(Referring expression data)
BEGIN
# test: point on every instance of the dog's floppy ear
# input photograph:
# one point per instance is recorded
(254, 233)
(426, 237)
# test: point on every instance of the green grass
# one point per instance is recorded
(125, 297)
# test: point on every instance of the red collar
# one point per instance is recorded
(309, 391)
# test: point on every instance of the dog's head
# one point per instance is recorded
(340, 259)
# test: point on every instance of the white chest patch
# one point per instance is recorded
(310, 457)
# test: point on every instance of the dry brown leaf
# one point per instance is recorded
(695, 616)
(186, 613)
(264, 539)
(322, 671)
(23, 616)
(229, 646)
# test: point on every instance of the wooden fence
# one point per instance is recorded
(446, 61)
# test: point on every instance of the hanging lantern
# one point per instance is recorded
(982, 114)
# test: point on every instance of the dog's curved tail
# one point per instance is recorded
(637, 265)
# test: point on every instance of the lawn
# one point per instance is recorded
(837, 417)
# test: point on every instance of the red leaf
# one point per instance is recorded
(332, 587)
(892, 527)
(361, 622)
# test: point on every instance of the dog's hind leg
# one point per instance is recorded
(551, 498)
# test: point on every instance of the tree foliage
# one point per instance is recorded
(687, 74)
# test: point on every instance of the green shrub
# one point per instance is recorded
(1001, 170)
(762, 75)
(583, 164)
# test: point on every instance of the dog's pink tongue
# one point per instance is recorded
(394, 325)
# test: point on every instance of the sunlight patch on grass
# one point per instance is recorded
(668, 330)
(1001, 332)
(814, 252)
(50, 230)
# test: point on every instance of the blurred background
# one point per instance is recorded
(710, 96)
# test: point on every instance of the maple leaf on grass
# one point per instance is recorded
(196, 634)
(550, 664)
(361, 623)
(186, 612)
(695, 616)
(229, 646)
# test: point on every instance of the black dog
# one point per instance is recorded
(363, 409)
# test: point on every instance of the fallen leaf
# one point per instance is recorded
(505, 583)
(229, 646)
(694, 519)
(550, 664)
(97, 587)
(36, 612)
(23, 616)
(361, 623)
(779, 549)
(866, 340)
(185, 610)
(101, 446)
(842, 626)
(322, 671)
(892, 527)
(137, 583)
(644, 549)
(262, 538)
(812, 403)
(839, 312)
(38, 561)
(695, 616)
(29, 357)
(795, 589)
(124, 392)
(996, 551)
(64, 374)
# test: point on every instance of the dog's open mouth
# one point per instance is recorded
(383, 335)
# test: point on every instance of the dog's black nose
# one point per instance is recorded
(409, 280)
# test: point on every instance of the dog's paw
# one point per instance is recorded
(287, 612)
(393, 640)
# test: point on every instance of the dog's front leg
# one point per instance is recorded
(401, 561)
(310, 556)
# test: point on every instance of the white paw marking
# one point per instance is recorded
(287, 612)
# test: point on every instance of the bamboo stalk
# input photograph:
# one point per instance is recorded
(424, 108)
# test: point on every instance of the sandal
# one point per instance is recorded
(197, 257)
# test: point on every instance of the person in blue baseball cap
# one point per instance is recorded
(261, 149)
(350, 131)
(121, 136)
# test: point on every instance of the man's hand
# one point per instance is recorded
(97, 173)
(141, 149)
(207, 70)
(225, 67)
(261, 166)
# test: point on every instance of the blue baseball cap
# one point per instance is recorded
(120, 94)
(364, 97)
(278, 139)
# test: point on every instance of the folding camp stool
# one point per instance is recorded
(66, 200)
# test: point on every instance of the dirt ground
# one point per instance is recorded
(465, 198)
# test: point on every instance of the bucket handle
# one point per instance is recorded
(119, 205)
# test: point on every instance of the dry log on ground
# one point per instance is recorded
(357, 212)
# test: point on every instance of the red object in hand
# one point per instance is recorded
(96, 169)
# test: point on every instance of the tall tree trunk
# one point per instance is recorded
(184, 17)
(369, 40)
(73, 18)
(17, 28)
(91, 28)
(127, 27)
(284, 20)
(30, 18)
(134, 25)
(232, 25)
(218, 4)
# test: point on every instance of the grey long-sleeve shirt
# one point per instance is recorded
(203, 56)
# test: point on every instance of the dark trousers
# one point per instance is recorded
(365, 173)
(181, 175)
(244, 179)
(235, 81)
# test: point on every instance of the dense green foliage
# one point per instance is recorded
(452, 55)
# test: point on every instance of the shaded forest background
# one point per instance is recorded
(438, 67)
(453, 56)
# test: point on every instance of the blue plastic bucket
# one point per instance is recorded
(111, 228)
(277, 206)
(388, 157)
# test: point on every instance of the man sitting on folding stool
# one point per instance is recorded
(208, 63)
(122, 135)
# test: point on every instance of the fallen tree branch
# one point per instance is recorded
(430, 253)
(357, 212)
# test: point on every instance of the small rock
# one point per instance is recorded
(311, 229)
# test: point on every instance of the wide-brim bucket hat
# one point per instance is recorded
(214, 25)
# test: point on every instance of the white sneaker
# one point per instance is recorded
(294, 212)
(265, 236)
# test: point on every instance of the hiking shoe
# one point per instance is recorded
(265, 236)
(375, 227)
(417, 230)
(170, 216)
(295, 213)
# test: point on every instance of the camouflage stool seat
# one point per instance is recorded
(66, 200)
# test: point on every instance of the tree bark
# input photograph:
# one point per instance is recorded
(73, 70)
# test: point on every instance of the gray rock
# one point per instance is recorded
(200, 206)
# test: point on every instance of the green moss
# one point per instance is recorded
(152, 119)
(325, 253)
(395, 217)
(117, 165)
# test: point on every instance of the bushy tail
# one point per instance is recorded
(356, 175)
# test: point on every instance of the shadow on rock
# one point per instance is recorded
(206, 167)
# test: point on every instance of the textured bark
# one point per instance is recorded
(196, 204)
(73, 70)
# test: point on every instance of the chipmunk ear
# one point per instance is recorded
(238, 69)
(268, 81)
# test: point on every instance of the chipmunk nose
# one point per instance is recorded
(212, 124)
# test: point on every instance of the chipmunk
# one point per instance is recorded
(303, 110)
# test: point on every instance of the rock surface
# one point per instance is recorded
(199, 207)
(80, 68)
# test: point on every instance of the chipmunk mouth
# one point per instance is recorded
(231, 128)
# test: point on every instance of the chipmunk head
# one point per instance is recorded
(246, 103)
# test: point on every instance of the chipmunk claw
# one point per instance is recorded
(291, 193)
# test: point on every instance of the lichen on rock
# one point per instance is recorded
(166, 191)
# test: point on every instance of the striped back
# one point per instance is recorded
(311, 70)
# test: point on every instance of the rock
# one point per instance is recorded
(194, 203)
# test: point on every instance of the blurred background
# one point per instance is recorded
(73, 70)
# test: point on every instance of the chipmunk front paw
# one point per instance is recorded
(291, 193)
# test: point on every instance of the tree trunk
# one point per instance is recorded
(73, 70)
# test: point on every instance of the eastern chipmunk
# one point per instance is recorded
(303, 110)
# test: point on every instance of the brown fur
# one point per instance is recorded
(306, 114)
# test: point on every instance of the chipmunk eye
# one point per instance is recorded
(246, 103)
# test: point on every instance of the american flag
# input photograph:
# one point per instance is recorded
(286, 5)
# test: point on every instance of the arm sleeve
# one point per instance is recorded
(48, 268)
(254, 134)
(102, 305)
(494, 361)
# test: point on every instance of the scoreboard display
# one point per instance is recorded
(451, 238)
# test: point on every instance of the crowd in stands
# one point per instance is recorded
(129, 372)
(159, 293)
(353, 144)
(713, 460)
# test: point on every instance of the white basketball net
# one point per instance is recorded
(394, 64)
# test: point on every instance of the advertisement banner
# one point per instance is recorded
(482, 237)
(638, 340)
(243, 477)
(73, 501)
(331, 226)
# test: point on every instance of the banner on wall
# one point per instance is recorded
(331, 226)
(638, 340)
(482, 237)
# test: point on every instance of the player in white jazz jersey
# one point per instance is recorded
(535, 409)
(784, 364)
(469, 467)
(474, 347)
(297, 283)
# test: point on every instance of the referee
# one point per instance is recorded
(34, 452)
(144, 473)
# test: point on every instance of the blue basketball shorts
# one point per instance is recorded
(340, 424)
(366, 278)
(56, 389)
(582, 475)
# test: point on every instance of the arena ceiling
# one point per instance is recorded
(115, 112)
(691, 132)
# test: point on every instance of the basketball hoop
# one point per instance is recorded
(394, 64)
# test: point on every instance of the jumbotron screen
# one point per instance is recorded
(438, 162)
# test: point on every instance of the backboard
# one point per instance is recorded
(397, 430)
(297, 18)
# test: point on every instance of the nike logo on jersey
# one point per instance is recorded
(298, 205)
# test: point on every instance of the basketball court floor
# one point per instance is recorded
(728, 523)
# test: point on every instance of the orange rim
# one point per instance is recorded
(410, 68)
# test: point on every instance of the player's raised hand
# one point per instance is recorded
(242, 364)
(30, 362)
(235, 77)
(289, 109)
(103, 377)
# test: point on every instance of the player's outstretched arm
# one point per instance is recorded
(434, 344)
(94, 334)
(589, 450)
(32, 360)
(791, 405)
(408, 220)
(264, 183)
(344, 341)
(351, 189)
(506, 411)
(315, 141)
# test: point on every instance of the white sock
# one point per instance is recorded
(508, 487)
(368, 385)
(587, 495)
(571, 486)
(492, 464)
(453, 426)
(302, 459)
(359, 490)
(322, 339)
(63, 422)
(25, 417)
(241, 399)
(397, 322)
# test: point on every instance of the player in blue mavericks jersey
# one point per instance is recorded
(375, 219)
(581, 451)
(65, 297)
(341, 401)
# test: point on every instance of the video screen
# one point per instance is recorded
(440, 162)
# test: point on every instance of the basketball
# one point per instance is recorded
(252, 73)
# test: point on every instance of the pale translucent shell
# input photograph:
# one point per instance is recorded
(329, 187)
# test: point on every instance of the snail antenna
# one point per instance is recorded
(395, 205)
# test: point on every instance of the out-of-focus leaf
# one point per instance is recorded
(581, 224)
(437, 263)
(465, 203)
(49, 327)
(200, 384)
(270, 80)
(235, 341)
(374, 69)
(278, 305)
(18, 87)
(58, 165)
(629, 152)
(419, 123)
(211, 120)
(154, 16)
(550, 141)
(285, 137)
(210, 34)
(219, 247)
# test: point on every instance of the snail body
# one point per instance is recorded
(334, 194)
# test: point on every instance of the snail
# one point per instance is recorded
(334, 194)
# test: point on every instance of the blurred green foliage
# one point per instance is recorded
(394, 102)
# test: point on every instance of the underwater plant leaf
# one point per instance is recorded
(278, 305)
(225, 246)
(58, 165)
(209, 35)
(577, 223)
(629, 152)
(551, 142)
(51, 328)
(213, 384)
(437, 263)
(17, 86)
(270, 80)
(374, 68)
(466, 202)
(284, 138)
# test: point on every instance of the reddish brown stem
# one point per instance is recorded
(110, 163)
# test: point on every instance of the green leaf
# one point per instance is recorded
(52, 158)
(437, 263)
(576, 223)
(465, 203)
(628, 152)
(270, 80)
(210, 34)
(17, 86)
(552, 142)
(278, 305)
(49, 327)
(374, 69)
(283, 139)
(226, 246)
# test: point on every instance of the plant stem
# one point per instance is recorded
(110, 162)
END
Taking the entries above, restate exactly those lines that fall between the line with "# test: point on every instance of the dog's head" and the line with "# test: point on every instance of the fallen leaf", keeping both of those lines too.

Response area
# test: point on every instance of the dog's head
# one point per instance is recorded
(340, 259)
# test: point on every instance of the white chest patch
# one point per instance is recorded
(310, 457)
# test: point on every instance of the dry brown leaf
# one point per instance is recorded
(695, 616)
(186, 613)
(264, 539)
(322, 671)
(23, 616)
(229, 646)
# test: point on every instance of the wooden fence
# one point per instance is recorded
(446, 61)
# test: point on every instance of the hanging lantern
# one point per instance is recorded
(982, 114)
# test: point on every instance of the dog's curved tail
# one point per instance is recorded
(637, 265)
# test: point on every instance of the lawn
# one point per instance is recorded
(837, 417)
# test: point on every instance of the red leaf
# one point per instance is recorded
(332, 587)
(892, 527)
(361, 622)
# test: point on every instance of the dog's hind leg
# one point per instance is recorded
(551, 498)
# test: point on every instance of the tree foliage
# one point per instance is recorded
(687, 74)
# test: point on every instance of the green shrub
# one point per instance is recorded
(1001, 170)
(762, 75)
(583, 164)
# test: point on every instance of the dog's pink tongue
# one point per instance is recorded
(394, 325)
# test: point on every instance of the sunlight patch on grass
# one point per instance is recorded
(668, 330)
(1001, 332)
(814, 252)
(50, 230)
# test: point on every instance of the blurred background
# one point per instance is recorded
(710, 96)
# test: point on every instance of the maple leaf on grass
# one point per instance is recorded
(196, 634)
(550, 664)
(361, 623)
(186, 612)
(695, 616)
(229, 646)
# test: point on every instance of the black dog
# one point per instance is recorded
(363, 409)
# test: point on every instance of the fallen leaf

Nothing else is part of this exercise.